■ STATED PROBLEM ■
Print the stretch of records from the line that contains "Query: shadow on grass" through the line that contains "column 585, row 94", both included, with every line reproduced verbatim.

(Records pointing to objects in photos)

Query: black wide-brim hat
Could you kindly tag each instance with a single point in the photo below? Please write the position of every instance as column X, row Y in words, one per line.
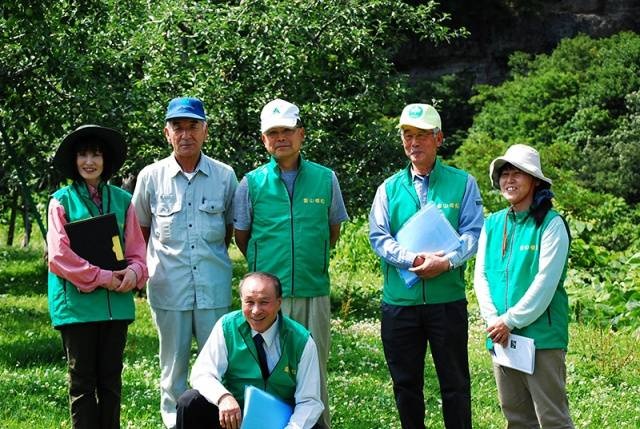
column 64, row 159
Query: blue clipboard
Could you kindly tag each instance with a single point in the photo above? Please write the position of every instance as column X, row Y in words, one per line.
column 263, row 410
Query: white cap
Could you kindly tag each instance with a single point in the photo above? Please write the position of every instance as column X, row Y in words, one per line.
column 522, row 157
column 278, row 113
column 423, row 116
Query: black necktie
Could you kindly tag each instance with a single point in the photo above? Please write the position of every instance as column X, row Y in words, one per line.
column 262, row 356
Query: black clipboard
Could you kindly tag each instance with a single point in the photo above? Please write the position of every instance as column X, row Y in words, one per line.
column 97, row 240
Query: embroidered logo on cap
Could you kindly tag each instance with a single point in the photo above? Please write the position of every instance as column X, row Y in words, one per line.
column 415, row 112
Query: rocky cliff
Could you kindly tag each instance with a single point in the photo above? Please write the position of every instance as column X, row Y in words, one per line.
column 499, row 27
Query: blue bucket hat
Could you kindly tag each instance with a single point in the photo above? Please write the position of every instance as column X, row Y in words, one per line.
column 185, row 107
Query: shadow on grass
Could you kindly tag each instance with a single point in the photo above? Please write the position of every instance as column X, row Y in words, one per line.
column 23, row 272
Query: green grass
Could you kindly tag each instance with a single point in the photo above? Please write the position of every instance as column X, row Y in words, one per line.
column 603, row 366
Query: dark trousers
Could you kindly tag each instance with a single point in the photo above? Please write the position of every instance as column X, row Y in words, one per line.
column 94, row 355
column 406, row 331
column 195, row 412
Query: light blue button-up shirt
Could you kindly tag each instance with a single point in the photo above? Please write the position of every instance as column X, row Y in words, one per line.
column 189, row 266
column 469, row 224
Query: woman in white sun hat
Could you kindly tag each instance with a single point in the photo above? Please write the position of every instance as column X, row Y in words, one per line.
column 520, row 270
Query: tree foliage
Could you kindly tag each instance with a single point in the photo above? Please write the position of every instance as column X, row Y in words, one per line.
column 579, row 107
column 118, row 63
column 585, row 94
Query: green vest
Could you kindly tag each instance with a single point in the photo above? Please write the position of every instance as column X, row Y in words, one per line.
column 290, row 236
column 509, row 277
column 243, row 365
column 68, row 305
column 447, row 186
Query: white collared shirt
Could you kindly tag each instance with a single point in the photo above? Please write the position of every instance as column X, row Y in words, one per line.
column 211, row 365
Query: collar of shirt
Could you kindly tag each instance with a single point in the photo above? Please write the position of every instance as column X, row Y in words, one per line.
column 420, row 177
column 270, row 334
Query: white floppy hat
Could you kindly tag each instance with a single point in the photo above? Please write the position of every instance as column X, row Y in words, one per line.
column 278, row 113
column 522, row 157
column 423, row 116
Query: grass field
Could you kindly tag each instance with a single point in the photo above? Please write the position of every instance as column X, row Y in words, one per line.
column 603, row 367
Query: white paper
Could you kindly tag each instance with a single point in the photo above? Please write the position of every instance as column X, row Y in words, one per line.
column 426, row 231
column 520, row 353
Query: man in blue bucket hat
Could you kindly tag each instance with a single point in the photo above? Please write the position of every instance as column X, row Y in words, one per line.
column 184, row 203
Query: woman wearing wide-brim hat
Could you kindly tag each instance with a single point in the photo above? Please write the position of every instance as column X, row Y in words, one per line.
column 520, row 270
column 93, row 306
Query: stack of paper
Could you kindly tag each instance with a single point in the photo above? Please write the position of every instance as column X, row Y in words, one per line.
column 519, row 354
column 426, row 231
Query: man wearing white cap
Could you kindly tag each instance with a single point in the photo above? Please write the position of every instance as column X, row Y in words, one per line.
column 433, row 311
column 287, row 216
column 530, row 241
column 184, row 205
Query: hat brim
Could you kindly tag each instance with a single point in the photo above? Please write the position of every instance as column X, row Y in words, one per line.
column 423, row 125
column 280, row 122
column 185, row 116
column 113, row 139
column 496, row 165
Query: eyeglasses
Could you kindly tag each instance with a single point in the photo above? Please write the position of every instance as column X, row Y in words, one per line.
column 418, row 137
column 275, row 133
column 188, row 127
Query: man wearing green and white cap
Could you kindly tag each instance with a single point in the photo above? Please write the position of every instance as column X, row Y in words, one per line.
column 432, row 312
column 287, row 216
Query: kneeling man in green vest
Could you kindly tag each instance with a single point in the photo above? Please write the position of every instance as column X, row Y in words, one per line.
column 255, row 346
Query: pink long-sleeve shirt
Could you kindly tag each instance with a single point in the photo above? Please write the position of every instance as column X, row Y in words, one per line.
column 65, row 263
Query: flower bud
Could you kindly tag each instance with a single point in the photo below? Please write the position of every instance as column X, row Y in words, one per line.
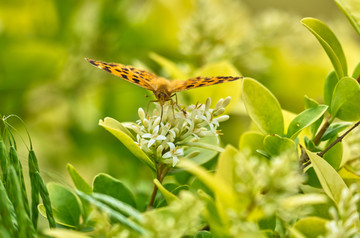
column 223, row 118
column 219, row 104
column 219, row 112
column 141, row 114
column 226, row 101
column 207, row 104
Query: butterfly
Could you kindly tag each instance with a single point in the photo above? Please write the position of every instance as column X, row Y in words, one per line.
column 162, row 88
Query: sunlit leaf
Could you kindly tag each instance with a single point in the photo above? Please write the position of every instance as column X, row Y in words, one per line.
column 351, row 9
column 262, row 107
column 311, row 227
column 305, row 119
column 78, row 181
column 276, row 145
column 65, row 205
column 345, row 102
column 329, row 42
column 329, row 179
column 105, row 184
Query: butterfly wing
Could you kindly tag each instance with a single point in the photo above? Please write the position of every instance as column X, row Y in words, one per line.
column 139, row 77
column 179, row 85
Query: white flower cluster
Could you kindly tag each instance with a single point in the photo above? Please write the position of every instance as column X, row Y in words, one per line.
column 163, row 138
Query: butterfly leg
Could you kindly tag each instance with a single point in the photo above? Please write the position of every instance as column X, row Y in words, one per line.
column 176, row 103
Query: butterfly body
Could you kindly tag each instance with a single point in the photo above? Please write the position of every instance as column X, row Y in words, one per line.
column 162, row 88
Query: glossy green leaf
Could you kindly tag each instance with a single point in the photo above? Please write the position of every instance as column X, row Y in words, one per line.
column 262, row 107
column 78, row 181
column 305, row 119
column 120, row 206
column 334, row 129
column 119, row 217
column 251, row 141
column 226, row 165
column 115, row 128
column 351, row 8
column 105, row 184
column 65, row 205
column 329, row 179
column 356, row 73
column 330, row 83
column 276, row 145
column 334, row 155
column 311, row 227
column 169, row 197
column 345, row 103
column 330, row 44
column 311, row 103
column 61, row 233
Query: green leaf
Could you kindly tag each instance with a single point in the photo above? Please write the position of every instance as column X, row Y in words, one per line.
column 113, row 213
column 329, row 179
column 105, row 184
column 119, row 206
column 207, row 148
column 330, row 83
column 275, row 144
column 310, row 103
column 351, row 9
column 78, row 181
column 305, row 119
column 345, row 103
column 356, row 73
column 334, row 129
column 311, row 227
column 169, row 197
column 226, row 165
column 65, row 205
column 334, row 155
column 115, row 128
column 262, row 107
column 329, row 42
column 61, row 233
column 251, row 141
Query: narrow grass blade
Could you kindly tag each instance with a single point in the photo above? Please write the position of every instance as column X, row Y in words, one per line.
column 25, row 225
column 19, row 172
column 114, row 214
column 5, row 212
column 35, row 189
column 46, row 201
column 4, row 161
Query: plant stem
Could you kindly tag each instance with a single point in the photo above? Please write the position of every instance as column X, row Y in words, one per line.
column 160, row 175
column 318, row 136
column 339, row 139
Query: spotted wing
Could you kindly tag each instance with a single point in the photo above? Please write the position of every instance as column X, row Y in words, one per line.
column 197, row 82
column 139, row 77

■ FINISHED TASK ■
Query: shadow on grass
Could you kindly tag each instance with a single point in the photo above? Please write the position of every instance as column X, row Y in words, one per line.
column 23, row 272
Query: green grass
Could you kindly tag each instance with a single point in the photo above? Please write the position of every instance as column X, row Y in words, one per line.
column 603, row 366
Query: dark trousers
Could you kindly tag each instance with a single point in the photo above? Please write the position of every instance as column X, row Y in words, one per line.
column 94, row 355
column 406, row 331
column 195, row 412
Query: light blue button-up shirt
Could you kindly tag each instance with a single point in the photo above? Please write the position of every instance as column X, row Y in words, one per line.
column 189, row 266
column 469, row 224
Query: woman in white sun hat
Could you kindly tag each instance with a single point in the photo above? Please write the position of every instance as column X, row Y in words, one per line.
column 520, row 270
Query: tree foliage
Could you kindly tag each instance with a single point in the photo above? Please write the position of every instance as column X, row Y in words, one per line.
column 579, row 107
column 118, row 63
column 585, row 94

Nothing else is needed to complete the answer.